*What needs to be done*.
Please switch "reflection on water" to "reflection in the water" throughout the data below, keeping everything else the same, and leave out the pictures.

*Material*.
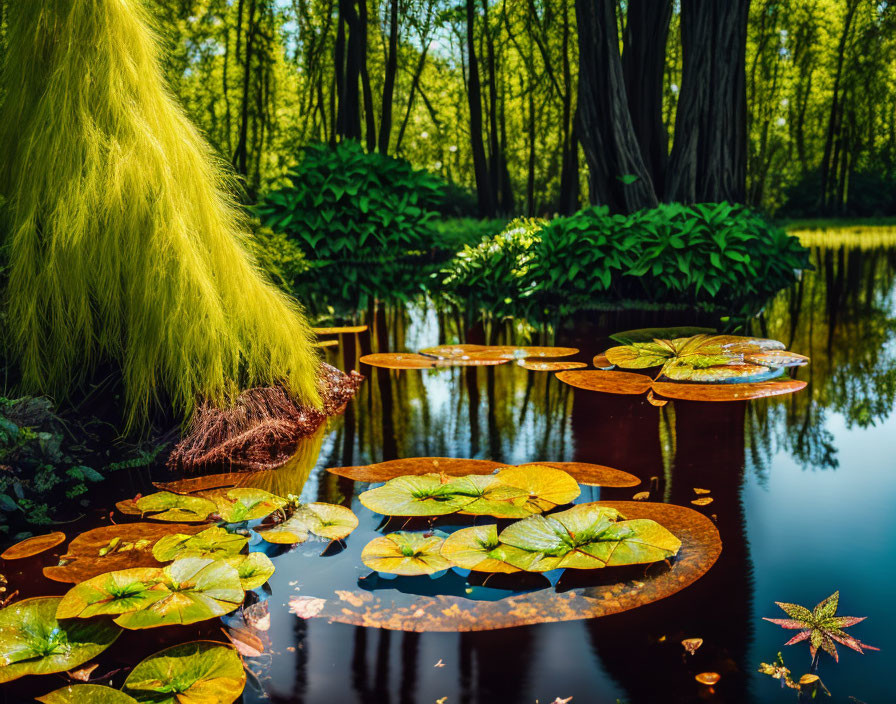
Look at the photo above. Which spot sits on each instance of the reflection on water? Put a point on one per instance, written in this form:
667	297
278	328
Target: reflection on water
802	488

*Final result*.
Look at the photo above. Which spot sits on each instance of the reflection in the water? Put a point on one per instance, written in this form:
667	297
278	328
Target: reflection in the water
802	488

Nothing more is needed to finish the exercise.